(Dataset entries)
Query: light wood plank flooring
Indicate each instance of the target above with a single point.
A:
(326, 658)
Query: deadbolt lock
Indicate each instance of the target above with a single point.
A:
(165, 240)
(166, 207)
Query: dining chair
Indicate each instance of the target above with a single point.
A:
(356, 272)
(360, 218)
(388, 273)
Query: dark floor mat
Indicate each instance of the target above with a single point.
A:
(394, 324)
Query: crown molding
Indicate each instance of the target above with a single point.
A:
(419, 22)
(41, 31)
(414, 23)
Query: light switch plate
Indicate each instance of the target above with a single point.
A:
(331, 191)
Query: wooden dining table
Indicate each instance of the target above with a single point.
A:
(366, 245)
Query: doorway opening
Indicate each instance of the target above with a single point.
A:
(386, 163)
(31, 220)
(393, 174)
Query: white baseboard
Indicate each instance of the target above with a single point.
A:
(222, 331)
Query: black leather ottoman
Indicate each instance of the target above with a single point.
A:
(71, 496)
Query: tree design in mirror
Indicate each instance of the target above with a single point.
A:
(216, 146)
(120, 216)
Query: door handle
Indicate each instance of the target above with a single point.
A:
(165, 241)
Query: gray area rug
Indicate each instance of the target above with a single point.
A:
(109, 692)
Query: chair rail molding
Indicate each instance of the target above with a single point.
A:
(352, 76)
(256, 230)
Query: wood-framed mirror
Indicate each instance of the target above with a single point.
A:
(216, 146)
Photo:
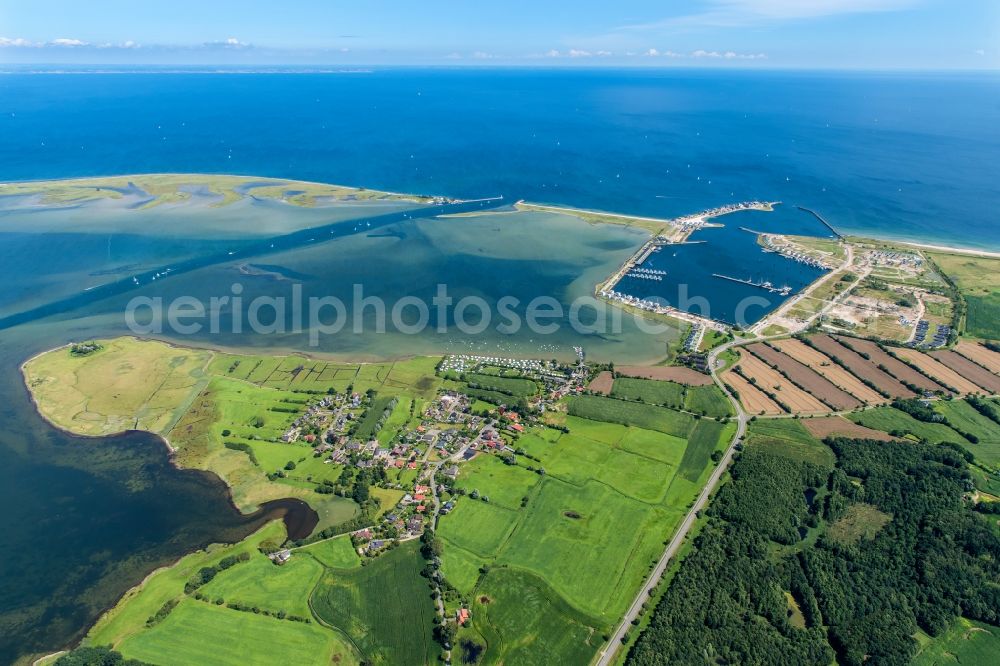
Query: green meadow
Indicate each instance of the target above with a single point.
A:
(385, 608)
(706, 400)
(965, 417)
(890, 419)
(965, 642)
(200, 632)
(564, 551)
(610, 410)
(532, 624)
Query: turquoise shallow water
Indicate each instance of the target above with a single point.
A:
(912, 155)
(873, 154)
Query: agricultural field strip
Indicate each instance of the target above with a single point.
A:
(754, 400)
(966, 368)
(939, 371)
(895, 367)
(823, 365)
(979, 354)
(861, 367)
(818, 386)
(787, 392)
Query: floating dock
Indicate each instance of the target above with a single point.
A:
(765, 285)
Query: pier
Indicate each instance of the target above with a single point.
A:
(765, 285)
(820, 218)
(801, 257)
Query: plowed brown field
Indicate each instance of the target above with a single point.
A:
(818, 386)
(897, 368)
(861, 367)
(821, 364)
(939, 371)
(766, 376)
(754, 400)
(969, 370)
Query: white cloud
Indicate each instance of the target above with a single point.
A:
(228, 43)
(735, 13)
(62, 41)
(17, 43)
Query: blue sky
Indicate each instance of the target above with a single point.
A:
(854, 34)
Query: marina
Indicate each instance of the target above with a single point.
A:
(763, 284)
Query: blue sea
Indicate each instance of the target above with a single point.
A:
(910, 156)
(906, 156)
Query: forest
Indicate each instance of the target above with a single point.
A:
(801, 564)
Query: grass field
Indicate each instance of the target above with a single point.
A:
(668, 394)
(505, 485)
(889, 419)
(704, 439)
(787, 437)
(978, 281)
(478, 527)
(707, 400)
(966, 642)
(611, 494)
(127, 385)
(129, 615)
(385, 607)
(515, 386)
(261, 583)
(631, 414)
(967, 419)
(201, 633)
(609, 538)
(336, 553)
(534, 626)
(196, 632)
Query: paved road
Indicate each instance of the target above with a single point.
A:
(607, 655)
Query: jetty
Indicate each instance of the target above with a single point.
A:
(768, 245)
(820, 218)
(764, 284)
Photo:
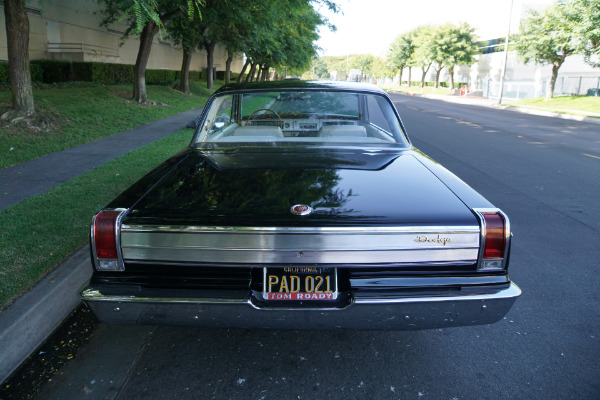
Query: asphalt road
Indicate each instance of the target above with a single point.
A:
(544, 172)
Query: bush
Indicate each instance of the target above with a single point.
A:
(160, 76)
(111, 74)
(53, 71)
(35, 70)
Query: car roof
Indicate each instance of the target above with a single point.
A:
(299, 85)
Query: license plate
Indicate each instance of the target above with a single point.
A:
(300, 283)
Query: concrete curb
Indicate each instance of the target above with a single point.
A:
(488, 103)
(26, 323)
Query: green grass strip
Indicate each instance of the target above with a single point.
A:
(39, 233)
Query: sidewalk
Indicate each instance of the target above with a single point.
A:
(26, 323)
(33, 317)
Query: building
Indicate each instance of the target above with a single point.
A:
(70, 31)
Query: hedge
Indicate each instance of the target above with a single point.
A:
(53, 71)
(35, 70)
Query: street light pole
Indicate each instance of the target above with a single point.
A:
(505, 54)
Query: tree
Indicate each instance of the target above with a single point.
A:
(424, 54)
(401, 52)
(363, 62)
(145, 17)
(457, 45)
(584, 17)
(282, 35)
(186, 33)
(17, 39)
(546, 38)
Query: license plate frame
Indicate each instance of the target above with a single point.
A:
(301, 284)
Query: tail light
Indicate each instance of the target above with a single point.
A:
(105, 238)
(495, 238)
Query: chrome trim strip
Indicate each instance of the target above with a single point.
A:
(290, 245)
(512, 291)
(296, 230)
(91, 294)
(428, 282)
(271, 256)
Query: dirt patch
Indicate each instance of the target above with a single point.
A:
(125, 94)
(42, 122)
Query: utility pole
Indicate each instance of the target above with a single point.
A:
(505, 54)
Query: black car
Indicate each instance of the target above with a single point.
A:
(300, 205)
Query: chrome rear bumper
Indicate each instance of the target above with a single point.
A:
(389, 313)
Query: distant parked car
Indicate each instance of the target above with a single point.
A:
(300, 205)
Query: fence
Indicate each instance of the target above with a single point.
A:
(564, 86)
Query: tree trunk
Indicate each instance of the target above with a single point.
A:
(139, 72)
(17, 37)
(265, 73)
(438, 71)
(228, 67)
(243, 70)
(425, 70)
(555, 67)
(251, 73)
(550, 93)
(210, 62)
(184, 76)
(400, 79)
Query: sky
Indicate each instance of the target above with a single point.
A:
(370, 26)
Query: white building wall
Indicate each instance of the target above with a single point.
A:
(70, 30)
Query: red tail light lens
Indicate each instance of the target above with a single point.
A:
(105, 236)
(495, 239)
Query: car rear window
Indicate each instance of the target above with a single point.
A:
(295, 117)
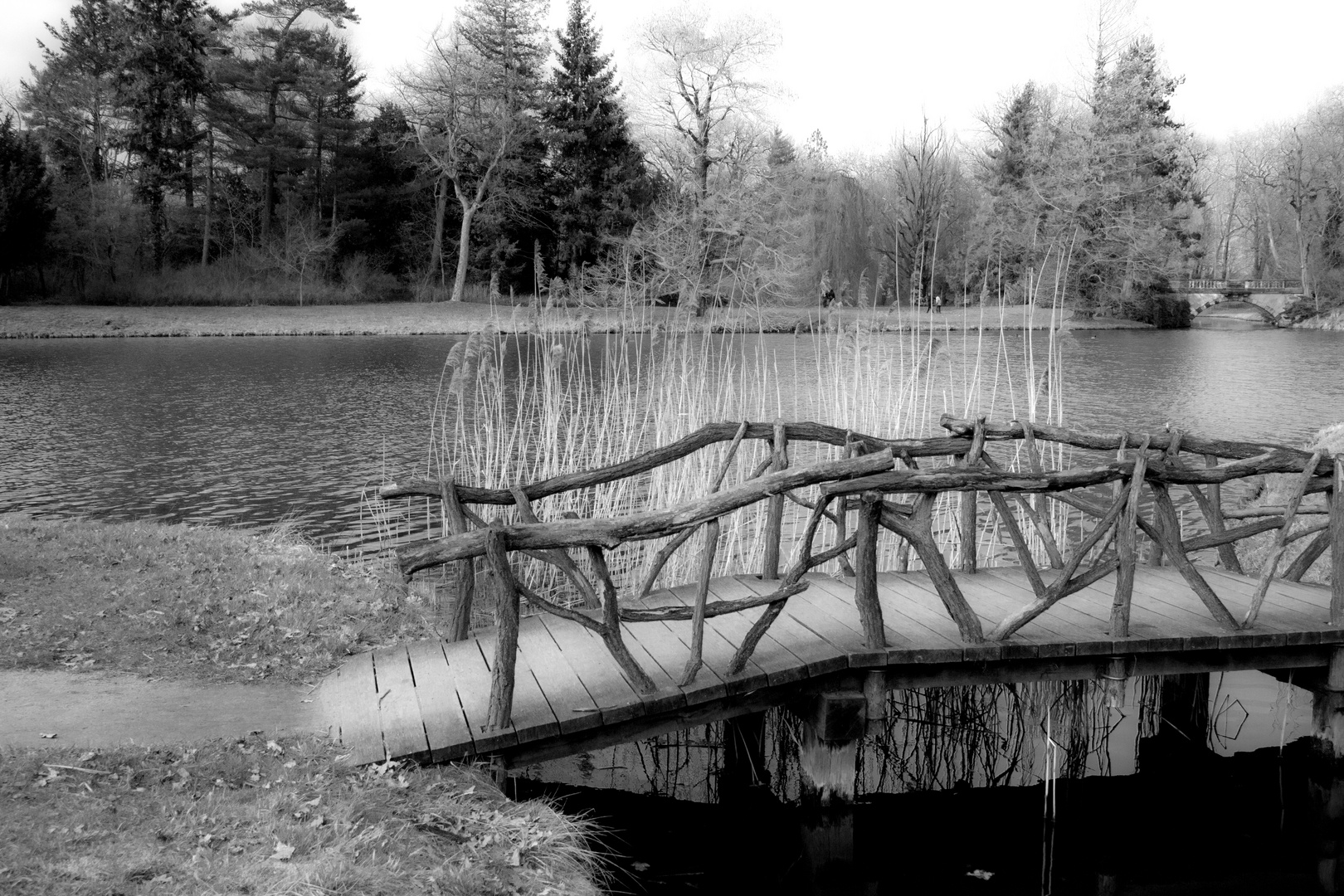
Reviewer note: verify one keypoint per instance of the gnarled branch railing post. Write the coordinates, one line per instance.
(500, 713)
(774, 512)
(1337, 542)
(1125, 548)
(455, 523)
(866, 570)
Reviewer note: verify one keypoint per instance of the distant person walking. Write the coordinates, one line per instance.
(825, 290)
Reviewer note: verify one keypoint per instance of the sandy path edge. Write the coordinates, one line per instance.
(108, 709)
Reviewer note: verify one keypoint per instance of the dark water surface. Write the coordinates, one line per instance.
(251, 430)
(214, 430)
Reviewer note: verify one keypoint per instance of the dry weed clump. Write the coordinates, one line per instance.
(177, 601)
(273, 817)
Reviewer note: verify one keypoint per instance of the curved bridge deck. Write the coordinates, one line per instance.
(429, 699)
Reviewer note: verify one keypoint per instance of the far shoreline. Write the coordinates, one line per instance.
(448, 319)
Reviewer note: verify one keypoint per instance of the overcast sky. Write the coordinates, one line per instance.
(860, 71)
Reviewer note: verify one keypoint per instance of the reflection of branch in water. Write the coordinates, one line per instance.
(932, 739)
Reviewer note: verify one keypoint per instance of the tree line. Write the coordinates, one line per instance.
(163, 137)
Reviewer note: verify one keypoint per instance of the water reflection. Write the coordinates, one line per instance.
(1040, 789)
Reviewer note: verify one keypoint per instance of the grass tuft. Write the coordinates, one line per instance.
(277, 817)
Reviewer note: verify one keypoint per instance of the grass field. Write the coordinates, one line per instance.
(275, 817)
(409, 319)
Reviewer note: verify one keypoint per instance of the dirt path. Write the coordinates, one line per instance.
(104, 709)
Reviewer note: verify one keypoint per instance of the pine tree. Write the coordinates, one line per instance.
(598, 179)
(1140, 195)
(162, 77)
(26, 208)
(260, 99)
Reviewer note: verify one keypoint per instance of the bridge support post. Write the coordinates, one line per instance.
(743, 757)
(1328, 707)
(1113, 681)
(832, 724)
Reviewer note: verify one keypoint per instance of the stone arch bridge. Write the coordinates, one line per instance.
(1269, 296)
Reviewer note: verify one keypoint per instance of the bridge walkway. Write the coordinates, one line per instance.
(429, 699)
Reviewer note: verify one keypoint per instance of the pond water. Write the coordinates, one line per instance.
(251, 430)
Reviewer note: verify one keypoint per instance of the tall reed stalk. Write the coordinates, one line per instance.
(516, 409)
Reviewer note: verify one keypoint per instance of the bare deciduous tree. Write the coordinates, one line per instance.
(706, 77)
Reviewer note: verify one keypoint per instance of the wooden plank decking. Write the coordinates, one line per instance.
(431, 699)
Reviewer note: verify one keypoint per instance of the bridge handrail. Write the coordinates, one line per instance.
(1214, 285)
(860, 481)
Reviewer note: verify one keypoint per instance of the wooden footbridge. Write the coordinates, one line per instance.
(1109, 596)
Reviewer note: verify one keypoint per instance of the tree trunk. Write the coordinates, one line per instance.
(210, 197)
(464, 251)
(436, 251)
(268, 197)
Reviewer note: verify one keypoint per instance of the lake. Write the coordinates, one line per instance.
(247, 431)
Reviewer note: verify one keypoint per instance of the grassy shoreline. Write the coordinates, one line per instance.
(275, 816)
(421, 319)
(249, 815)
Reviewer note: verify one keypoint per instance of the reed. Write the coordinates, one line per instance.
(520, 407)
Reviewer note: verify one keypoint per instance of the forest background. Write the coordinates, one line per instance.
(166, 152)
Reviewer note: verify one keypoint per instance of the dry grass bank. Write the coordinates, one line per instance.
(182, 602)
(1329, 320)
(277, 817)
(411, 319)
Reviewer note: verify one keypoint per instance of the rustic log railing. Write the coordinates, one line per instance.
(1235, 285)
(866, 481)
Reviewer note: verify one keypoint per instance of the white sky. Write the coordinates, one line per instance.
(860, 71)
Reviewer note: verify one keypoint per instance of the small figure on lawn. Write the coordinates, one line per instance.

WHAT IS NEEDED: Go line by line through the records and copy those that contain the word "license".

SOLUTION TO THIS TASK:
Query: license plate
Query: license plate frame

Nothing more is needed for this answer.